### What needs to be done
For each line in the data below, write an exact copy.

### Extracted data
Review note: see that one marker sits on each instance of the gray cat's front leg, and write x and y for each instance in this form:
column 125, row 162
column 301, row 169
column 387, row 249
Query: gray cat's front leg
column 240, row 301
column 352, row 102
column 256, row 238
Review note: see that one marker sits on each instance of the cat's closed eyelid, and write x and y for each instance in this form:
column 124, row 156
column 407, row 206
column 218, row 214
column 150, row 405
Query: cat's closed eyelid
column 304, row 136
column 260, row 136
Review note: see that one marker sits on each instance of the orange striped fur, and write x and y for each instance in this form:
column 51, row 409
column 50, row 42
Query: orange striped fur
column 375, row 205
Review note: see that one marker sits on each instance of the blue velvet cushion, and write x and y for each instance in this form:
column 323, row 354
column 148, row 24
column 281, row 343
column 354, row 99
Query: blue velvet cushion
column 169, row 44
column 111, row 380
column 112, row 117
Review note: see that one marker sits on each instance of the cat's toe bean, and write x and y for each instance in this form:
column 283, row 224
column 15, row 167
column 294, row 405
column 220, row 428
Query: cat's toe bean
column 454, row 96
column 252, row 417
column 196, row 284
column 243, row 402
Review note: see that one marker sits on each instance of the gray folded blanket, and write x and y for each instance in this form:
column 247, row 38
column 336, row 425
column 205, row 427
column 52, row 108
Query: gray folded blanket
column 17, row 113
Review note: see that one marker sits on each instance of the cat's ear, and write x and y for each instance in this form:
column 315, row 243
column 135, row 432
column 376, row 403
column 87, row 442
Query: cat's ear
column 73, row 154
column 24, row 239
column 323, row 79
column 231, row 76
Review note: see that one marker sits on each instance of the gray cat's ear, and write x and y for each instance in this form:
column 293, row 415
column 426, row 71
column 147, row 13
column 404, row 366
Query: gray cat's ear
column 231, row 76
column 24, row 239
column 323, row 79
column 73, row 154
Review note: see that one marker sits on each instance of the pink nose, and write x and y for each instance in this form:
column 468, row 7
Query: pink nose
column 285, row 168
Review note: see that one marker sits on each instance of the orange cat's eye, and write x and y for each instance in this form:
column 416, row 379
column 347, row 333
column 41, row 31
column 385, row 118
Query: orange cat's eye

### Answer to the exercise
Review note: see that one marker sits on each instance of the gray cat's front leg, and write x and y for each instance in this form:
column 125, row 162
column 301, row 169
column 387, row 249
Query: gray cat's front leg
column 240, row 301
column 352, row 102
column 256, row 238
Review note: see that one marker sits on each instance of the cat's closed eyelid, and write x and y for each instance in this form:
column 124, row 156
column 407, row 206
column 218, row 214
column 150, row 405
Query: cat's closed eyelid
column 304, row 136
column 260, row 136
Review note: see that one marker sits on each instance of the orange striped fur, and write x and y for each instance in this form:
column 51, row 409
column 50, row 42
Query: orange striped fur
column 375, row 205
Review note: see that one marker sits on each instance of the blue velvet cushion, and write x and y for each instance in this form:
column 323, row 354
column 148, row 24
column 281, row 343
column 354, row 99
Query: blue velvet cushion
column 169, row 44
column 111, row 380
column 112, row 117
Review note: see that one marker sits on each instance of the cat's toe bean, and write x and y for each instance in this form:
column 283, row 224
column 15, row 167
column 294, row 405
column 220, row 428
Query: cat's toe bean
column 454, row 96
column 252, row 417
column 196, row 284
column 243, row 402
Review note: see that one marker sits on each instance of the gray folded blanket, and write x and y for each instance in this form:
column 247, row 38
column 336, row 425
column 205, row 427
column 52, row 108
Query: gray folded blanket
column 17, row 113
Review note: see that one marker sits on each instance of the cat's ear, and write x and y for each instance in this form:
column 315, row 243
column 135, row 432
column 376, row 403
column 87, row 442
Query: cat's ear
column 73, row 154
column 24, row 239
column 323, row 79
column 231, row 76
Review note: see that one marker sits on each instance of the gray cat's ear, and write x and y for each instance in this form:
column 293, row 415
column 426, row 71
column 147, row 13
column 404, row 366
Query: gray cat's ear
column 231, row 76
column 24, row 239
column 323, row 79
column 73, row 154
Review note: see that one marker sits on each instance of the pink nose, and write x and y for each instance in this form:
column 468, row 7
Query: pink nose
column 285, row 168
Review note: see that one marker sits on each instance of the orange cat's eye, and write x and y for each instance in this form:
column 416, row 379
column 347, row 333
column 41, row 31
column 385, row 118
Query: orange cat's eye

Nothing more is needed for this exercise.